Task prompt - After locating the line with "pin: blue surgical" in the data that follows, return it and every later line exactly, up to and including the line with "pin: framed religious".

/---

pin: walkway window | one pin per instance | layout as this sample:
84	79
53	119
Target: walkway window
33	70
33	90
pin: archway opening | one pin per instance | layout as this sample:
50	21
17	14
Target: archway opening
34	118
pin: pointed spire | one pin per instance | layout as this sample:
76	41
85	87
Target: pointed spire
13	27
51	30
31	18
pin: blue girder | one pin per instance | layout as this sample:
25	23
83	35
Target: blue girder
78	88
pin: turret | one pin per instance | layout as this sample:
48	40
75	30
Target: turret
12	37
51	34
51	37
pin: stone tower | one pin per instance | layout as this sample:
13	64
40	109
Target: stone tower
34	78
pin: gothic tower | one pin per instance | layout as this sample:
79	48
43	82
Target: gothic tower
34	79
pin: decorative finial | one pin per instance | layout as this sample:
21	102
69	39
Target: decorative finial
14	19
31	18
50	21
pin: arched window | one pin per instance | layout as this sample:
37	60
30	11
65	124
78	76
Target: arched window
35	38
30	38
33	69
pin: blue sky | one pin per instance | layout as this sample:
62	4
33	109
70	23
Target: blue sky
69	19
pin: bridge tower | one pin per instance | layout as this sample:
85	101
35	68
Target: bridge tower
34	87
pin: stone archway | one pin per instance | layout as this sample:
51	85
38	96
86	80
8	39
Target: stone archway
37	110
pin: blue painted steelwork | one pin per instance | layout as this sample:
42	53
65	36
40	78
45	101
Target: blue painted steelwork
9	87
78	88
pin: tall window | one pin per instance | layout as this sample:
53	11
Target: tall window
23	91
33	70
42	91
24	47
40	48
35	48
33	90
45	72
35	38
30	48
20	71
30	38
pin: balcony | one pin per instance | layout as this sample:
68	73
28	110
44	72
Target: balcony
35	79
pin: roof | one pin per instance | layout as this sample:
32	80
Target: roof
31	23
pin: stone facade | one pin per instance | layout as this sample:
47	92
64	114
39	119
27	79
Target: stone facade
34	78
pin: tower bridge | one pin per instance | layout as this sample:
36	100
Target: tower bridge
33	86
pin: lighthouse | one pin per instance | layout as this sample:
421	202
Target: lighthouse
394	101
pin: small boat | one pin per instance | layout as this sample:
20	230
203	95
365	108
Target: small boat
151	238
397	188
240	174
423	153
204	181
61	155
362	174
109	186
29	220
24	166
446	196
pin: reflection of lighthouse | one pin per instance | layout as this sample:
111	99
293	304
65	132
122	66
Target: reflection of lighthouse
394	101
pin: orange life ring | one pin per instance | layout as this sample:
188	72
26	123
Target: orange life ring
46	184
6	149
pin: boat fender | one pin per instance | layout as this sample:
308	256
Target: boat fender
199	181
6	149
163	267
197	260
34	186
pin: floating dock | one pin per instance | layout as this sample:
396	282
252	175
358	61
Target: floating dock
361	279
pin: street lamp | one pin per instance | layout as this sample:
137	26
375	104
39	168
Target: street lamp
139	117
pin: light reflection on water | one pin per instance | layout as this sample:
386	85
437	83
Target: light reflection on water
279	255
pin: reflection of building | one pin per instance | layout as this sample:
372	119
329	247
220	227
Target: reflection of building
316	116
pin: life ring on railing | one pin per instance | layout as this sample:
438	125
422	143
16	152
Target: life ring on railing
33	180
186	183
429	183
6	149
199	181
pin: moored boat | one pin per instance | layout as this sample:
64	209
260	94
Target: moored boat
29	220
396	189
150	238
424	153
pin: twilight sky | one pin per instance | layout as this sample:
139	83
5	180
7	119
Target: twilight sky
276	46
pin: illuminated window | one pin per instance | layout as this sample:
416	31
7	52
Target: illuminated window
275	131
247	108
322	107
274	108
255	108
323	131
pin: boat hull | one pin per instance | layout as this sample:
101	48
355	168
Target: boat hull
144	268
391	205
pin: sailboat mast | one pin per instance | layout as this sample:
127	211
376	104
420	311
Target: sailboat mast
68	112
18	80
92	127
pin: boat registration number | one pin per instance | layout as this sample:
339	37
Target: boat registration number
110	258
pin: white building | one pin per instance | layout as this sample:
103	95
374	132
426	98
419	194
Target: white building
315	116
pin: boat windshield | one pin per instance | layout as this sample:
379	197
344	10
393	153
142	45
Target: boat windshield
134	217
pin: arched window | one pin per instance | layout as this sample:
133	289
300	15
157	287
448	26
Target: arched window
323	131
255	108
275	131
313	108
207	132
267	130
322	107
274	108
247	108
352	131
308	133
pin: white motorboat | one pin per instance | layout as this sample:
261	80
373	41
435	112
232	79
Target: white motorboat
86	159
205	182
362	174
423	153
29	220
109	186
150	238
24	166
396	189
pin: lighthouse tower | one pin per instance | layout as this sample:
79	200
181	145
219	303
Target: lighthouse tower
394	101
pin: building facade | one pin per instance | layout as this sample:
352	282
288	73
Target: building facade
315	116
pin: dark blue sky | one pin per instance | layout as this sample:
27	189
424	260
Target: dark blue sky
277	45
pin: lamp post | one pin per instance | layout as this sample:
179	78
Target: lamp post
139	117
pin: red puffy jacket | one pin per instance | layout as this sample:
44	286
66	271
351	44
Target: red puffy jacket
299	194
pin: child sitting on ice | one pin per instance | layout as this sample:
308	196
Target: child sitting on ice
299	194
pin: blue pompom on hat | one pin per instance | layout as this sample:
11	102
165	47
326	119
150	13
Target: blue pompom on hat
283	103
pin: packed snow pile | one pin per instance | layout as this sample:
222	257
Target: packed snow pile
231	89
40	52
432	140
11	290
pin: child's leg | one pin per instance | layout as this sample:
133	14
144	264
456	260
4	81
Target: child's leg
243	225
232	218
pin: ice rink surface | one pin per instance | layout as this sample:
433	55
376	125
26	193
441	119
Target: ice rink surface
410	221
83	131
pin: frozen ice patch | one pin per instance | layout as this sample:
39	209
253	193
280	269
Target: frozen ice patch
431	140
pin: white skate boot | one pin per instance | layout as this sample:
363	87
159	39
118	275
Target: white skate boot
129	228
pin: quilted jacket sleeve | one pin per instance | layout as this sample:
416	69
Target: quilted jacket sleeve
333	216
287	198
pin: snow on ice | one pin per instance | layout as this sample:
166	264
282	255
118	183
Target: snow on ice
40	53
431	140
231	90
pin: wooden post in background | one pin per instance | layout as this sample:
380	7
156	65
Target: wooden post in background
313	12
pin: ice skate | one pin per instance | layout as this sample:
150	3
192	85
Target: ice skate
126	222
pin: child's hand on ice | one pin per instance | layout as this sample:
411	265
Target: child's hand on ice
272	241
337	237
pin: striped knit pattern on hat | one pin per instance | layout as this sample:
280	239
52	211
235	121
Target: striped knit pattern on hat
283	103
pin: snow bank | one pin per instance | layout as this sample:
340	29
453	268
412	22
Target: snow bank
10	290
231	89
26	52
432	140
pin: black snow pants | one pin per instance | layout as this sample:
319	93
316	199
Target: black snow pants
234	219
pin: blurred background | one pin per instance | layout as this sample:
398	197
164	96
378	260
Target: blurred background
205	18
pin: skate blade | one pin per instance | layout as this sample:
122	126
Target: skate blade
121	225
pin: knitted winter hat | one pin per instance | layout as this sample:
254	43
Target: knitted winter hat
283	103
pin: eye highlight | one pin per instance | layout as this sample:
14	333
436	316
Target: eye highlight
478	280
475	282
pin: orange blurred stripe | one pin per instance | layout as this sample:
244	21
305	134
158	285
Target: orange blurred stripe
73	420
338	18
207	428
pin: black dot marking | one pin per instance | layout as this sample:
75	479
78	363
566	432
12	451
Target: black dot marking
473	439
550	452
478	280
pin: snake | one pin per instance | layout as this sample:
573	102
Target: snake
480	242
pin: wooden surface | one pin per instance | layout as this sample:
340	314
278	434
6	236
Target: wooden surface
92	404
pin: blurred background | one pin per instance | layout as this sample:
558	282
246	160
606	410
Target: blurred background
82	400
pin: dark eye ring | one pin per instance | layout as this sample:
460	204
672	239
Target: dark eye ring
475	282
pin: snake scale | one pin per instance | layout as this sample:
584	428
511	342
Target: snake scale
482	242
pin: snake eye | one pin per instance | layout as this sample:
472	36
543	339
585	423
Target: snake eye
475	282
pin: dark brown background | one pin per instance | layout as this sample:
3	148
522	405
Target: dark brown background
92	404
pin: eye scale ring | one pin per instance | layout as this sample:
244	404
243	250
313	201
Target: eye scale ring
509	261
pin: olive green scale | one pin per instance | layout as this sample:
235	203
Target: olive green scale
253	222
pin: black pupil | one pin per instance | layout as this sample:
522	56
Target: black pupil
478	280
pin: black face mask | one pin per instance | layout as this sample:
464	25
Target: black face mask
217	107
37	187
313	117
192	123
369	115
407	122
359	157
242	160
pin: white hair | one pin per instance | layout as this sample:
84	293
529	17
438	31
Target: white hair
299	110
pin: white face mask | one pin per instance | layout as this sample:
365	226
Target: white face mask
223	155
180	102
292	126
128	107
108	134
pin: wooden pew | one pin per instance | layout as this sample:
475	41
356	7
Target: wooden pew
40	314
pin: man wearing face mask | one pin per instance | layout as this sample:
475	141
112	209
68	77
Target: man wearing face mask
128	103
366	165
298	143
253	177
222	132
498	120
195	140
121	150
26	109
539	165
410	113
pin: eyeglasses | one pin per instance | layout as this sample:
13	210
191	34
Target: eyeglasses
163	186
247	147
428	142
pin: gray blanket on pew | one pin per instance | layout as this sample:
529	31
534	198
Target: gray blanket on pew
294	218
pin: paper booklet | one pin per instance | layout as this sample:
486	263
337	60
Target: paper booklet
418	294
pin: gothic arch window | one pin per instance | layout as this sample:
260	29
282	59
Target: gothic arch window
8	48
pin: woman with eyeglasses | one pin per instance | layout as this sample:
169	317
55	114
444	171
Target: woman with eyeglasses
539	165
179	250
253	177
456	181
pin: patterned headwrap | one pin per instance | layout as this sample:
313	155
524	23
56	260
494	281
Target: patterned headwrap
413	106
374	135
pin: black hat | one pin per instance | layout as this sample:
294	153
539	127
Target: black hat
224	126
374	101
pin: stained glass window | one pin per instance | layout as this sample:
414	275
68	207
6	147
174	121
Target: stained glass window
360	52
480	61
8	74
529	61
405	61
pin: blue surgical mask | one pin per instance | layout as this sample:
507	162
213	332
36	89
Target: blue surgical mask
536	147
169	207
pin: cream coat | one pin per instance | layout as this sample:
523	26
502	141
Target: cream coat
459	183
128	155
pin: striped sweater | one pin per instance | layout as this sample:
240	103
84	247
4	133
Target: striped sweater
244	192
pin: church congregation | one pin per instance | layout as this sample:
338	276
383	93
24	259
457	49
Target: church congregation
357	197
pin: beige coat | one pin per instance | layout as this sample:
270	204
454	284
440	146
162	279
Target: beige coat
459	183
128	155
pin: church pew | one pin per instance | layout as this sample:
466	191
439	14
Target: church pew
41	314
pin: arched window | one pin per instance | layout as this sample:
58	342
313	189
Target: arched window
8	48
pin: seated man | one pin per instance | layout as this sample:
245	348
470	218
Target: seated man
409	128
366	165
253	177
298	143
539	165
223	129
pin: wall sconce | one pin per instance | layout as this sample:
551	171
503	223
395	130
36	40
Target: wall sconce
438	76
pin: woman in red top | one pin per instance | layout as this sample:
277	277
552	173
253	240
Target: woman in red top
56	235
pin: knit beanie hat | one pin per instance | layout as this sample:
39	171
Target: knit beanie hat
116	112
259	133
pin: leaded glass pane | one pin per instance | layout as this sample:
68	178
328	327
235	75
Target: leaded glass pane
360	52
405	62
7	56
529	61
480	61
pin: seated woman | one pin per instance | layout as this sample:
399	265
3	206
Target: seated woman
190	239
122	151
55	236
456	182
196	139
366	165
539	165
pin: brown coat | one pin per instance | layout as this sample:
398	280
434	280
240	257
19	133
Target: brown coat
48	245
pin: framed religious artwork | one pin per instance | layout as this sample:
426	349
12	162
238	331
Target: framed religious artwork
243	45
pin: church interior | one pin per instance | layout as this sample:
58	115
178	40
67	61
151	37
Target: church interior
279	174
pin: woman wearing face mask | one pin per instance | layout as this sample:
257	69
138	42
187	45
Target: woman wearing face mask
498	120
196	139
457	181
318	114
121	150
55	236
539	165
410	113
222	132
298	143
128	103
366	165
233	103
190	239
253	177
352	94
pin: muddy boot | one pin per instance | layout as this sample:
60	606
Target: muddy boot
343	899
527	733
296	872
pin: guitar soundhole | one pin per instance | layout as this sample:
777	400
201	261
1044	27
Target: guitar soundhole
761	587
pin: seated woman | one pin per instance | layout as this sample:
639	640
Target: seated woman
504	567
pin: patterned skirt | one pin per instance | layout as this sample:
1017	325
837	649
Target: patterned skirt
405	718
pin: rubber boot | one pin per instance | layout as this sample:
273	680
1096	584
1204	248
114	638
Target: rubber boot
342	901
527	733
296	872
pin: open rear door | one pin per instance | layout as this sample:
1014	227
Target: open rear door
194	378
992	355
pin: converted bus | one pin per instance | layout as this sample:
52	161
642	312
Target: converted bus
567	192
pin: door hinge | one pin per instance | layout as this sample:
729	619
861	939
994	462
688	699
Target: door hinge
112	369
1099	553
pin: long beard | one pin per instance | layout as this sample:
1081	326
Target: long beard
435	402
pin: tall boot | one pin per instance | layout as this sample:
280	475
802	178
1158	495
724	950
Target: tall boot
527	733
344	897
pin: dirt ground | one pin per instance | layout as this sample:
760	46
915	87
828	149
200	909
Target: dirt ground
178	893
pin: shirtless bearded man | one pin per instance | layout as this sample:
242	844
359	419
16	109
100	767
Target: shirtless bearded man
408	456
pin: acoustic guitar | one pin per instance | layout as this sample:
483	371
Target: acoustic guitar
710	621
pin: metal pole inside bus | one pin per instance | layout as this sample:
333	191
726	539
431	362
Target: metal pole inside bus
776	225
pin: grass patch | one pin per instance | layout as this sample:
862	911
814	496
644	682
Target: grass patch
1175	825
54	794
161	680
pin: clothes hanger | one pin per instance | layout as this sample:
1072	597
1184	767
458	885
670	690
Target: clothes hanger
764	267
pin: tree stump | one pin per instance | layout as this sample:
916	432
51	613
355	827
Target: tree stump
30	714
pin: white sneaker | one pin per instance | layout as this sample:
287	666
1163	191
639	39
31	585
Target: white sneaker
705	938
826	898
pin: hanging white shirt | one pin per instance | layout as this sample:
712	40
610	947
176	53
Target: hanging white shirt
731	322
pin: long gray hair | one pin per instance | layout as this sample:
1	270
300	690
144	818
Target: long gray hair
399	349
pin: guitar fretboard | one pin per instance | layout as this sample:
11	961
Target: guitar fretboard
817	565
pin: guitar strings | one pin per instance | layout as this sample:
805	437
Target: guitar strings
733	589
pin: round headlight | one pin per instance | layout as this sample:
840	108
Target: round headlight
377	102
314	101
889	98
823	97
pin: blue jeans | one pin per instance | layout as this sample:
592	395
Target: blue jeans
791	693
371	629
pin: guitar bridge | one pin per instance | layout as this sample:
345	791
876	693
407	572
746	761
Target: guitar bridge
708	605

\---

Task solution -
pin: blue surgical mask | one pin per instance | layout as this sample:
507	162
213	332
36	89
Target: blue surgical mask
536	147
169	207
pin: cream coat | one pin per instance | layout as this sample:
523	26
502	141
Target: cream coat
459	183
128	155
pin: striped sweater | one pin per instance | layout as this sample:
240	103
84	247
4	133
Target: striped sweater
244	192
pin: church congregation | one pin per instance | layout as this sample:
338	276
383	93
24	259
457	49
Target: church congregation
357	197
pin: beige coat | one pin per instance | layout as this sample:
270	204
454	284
440	146
162	279
Target: beige coat
459	183
128	155
pin: church pew | one pin per instance | layout as this sample:
466	191
439	14
Target: church pew
41	314
pin: arched window | one pin per instance | layout as this sample:
58	342
313	189
Target: arched window
8	48
pin: seated man | one pin per instance | layout as this sample:
245	348
470	218
Target: seated man
409	128
366	165
253	177
298	143
539	165
223	129
pin: wall sconce | one pin per instance | layout as this sample:
551	171
503	223
395	130
36	40
Target: wall sconce
438	76
pin: woman in red top | one pin per instance | layout as this sample:
277	277
552	173
253	240
Target: woman in red top
56	235
pin: knit beanie hat | one pin per instance | layout as this sample:
39	171
Target: knit beanie hat
116	112
259	133
pin: leaded glass pane | one pin per instance | layout as this sample:
68	178
328	327
235	75
Target: leaded glass pane
360	52
405	62
7	56
529	61
480	61
pin: seated woman | one pin per instance | layout as this sample:
399	265
3	206
Target: seated woman
190	239
122	151
55	236
456	182
196	139
366	165
539	165
pin: brown coat | one pin per instance | layout as this sample:
398	280
434	280
240	257
19	133
Target: brown coat
48	245
pin: framed religious artwork | one pin per instance | layout as this sample:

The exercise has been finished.